# Task directions:
Rewrite in full the part of the entries that opens with the line containing "the white cloud?" and closes with the line containing "[[[266,472],[321,478],[321,407],[266,410]]]", keeping every line. Shift the outlines by adding 63 to each coordinate value in them.

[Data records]
——

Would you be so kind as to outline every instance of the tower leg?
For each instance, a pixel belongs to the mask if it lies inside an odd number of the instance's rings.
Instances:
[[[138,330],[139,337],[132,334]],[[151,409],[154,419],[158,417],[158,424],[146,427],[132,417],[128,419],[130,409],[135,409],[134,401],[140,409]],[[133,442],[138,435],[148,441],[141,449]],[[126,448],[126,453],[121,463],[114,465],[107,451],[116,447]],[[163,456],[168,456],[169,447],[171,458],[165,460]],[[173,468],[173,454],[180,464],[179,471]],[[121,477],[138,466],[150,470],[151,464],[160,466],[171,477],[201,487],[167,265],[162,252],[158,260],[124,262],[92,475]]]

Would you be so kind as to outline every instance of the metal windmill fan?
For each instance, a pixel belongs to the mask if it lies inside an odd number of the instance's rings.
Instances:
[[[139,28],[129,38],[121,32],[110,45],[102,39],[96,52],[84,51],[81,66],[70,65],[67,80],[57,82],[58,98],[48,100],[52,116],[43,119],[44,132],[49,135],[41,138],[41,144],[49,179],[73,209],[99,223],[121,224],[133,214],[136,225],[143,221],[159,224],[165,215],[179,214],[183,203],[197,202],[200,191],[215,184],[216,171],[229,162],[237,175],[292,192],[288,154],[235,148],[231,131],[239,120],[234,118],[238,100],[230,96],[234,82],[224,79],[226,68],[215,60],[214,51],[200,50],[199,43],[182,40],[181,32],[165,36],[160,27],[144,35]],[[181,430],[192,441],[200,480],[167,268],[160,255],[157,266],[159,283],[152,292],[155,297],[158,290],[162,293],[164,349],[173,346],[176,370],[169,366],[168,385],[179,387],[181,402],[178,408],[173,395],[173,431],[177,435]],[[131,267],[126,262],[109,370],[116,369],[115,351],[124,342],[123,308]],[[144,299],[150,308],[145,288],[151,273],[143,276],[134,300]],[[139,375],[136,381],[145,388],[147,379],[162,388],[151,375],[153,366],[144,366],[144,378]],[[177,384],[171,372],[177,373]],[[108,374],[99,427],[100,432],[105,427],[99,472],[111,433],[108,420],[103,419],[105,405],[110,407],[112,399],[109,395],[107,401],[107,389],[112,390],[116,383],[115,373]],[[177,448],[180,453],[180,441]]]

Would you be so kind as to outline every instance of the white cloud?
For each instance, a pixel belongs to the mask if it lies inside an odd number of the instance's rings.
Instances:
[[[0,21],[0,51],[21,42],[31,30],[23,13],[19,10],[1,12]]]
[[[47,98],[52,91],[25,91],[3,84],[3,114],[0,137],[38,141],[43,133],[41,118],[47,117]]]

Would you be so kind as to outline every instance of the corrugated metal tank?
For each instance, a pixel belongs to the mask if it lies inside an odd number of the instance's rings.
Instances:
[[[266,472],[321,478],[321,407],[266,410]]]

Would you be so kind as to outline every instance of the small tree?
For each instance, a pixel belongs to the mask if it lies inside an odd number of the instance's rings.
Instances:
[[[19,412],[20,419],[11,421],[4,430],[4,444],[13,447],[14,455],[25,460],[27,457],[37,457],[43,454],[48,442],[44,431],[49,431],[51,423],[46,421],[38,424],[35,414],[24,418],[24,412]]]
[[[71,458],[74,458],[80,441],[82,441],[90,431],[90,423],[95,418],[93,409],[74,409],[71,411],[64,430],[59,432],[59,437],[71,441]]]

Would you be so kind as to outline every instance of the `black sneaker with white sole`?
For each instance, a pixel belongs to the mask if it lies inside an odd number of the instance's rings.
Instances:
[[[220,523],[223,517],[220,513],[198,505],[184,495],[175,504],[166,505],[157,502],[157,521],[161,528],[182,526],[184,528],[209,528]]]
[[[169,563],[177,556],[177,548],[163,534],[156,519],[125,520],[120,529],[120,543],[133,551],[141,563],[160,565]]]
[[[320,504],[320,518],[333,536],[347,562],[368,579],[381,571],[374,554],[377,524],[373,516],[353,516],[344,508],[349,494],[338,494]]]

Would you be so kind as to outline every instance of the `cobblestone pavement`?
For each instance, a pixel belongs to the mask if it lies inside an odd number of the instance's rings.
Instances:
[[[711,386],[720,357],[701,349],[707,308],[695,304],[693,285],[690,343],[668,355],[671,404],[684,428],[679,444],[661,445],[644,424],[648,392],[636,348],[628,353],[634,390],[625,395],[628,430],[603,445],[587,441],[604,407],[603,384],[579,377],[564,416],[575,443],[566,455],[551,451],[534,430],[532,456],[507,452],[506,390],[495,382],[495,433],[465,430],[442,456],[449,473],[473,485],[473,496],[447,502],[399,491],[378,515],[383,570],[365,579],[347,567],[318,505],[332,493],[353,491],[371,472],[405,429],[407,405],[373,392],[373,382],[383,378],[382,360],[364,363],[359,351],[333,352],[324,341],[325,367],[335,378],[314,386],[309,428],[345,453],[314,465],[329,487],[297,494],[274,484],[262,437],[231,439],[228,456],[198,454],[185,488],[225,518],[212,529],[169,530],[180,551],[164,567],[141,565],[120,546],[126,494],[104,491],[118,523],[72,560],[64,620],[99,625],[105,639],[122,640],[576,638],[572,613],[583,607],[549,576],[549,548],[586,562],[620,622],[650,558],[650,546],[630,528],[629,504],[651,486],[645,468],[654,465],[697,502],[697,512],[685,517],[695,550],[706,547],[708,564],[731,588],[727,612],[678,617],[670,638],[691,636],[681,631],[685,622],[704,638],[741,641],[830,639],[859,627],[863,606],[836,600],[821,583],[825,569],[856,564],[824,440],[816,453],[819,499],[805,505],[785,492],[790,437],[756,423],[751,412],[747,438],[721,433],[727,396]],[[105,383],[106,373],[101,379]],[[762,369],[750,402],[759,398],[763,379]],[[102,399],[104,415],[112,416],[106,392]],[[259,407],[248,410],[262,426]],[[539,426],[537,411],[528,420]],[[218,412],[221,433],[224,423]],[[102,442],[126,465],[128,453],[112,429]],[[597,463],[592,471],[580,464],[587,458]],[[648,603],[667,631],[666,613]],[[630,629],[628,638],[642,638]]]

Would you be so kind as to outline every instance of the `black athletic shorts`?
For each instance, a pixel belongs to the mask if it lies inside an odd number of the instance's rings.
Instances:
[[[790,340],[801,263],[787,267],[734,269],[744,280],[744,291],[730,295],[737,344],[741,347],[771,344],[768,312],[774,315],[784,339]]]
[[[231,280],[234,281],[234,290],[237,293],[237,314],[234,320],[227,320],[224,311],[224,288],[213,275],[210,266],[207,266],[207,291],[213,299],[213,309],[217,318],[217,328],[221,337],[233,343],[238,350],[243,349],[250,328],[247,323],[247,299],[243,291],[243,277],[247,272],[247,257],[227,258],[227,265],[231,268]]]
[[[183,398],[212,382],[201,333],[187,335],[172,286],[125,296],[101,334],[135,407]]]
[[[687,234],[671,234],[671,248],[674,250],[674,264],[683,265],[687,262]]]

——

# Response to this exercise:
Would you be so kind as to outline every instance of the white cloud?
For each instance, a pixel belongs to the mask if it lies inside an odd number of the instance's rings.
Instances:
[[[63,84],[63,114],[84,105],[94,93],[86,76],[82,73],[64,75]]]
[[[110,161],[115,154],[88,154],[66,147],[66,177],[63,200],[101,204],[106,196],[104,181],[110,180]]]

Would you be so kind as to outline every instance of the corrugated metal tank?
For each instance, a pixel belongs to the mask if it lies inside an odd number of the instance's rings.
Instances:
[[[329,535],[384,541],[384,470],[329,473]]]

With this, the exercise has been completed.